Tusk i Kaczyński w opałach - Polacy mają ich dość!
Polacy mają coraz bardziej dość Jarosława Kaczyńskiego i Donalda Tuska, a także ich partii: Prawa i Sprawiedliwości oraz Platformy Obywatelskiej. Ale mają również dość Grzegorza Napieralskiego i jego Sojuszu Lewicy Demokratycznej oraz Waldemara Pawlaka i jego Polskiego Stronnictwa Ludowego.
29.07.2011 10:00
Przeczytaj też: Omówienie wyników sondażu - Tragicznie niskie poparcie dla PiS - tak źle dawno nie było Komentarz Wiesława Dębskiego - W głowie się nie mieści! Poparcie dla PO rośnie
To oczywisty wniosek płynący z analizy sondaży Wirtualnej Polski (i nie tylko WP) z ostatnich miesięcy. A najnowsze badanie po prostu nie pozostawia w tej mierze żadnych wątpliwości. Partia niezdecydowanych - czyli Polaków, którzy nie wiedzą, na kogo oddadzą głos w nadchodzących wyborach - gwałtownie przybiera na sile i skupia już aż 27% wszystkich badanych. Podczas gdy miesiąc temu takich niezdecydowanych wyborców było 20%, dwa miesiące temu - 17%, a trzy miesiące temu - 18%.
Podobne wyniki rejestrują także inne ośrodki badania opinii publicznej. Według sondażu OBOP z połowy lipca, 25% Polaków nie wie, kogo poprze w zbliżających się wyborach, a według badania GfK Polonia dla "Rzeczpospolitej" z tego samego okresu - 23% "Partia niezdecydowanych" jest więc już drugim pod względem liczebności ugrupowaniem na polskiej scenie politycznej.
Ale to oczywiście zaledwie pół prawdy na temat nastrojów panujących wśród polskich wyborców na nieco ponad dwa miesiące przed parlamentarną elekcją. Bo przecież jednocześnie cały czas - z sondażu na sondaż - próbują się policzyć twarde elektoraty głównych partii. Platforma Obywatelska - wynika z badania WP (ale także z innych sondaży) utrzymuje wciąż bardzo dużą przewagę nad Prawem i Sprawiedliwością. Tym razem chęć głosowania na partię Donalda Tuska zadeklarowało 38% Polaków (miesiąc temu - 34%), zaś na ugrupowanie Jarosława Kaczyńskiego - 17% (przed miesiącem - 21%). Natomiast na sojusz Grzegorza Napieralskiego chce oddać głos 9% wyborców (miesiąc temu - 11%), a na stronnictwo Waldemara Pawlaka - 4% (przed miesiącem - 5%).

Dany materiał:

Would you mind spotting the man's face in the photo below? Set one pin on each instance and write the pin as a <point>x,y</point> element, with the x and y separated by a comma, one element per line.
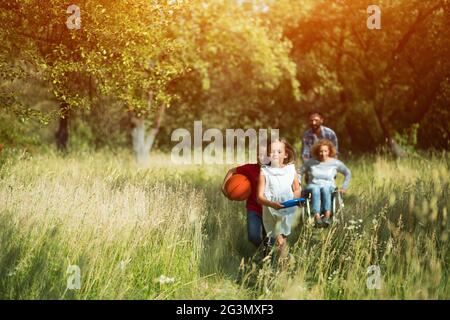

Treść zadania A: Ile procent wszystkich badanych stanowią niezdecydowani w najnowszym sondażu Wirtualnej Polski, według artykułu o sondażach przedwyborczych?
Treść zadania B: Przepisz bez zmian fragment artykułu o sondażach przedwyborczych od „Polacy mają coraz” do „Polskiego Stronnictwa Ludowego.”.
Treść zadania C: Dokończ artykuł o sondażach przedwyborczych, pisząc jego dalszy ciąg od razu po ostatnim zdaniu.

Odpowiedź końcowa A: 27% wszystkich badanych.

Odpowiedź końcowa B:
Polacy mają coraz bardziej dość Jarosława Kaczyńskiego i Donalda Tuska, a także ich partii: Prawa i Sprawiedliwości oraz Platformy Obywatelskiej. Ale mają również dość Grzegorza Napieralskiego i jego Sojuszu Lewicy Demokratycznej oraz Waldemara Pawlaka i jego Polskiego Stronnictwa Ludowego.

Odpowiedź końcowa C:
O planktonie politycznym - czyli takich ugrupowaniach, jak Polska Jest Najważniejsza, Liga Polskich Rodzin, Samoobrona RP, Unia Polityki Realnej, Ruch Poparcia Janusza Palikota, Socjaldemokracja Polska czy Demokraci.pl - nie ma co przy tej okazji nawet wspominać. W totalnej wojnie gigantów, czyli Platformy i PiS już teraz zdają się one być starte niemal na pył, co zresztą było do przewidzenia.
Walna bitwa czekającej nas "Wojny Październikowej" rozstrzygnie się właśnie podczas kampanii o głosy wyborców niezdecydowanych. Ta kampania już zresztą trwa. I najpewniej, koniec końców, część niezdecydowanych jak zawsze w dniu wyborów postawi nie na pozostanie w domu, lecz na wizytę w lokalu wyborczym, z których część - choć z wątpliwościami - to jednak zdecyduje się na udzielenie poparcia którejś z partii (a pozostali na oddanie głosów nieważnych, na przykład nie stawiając krzyżyka przy żadnym z nazwisk).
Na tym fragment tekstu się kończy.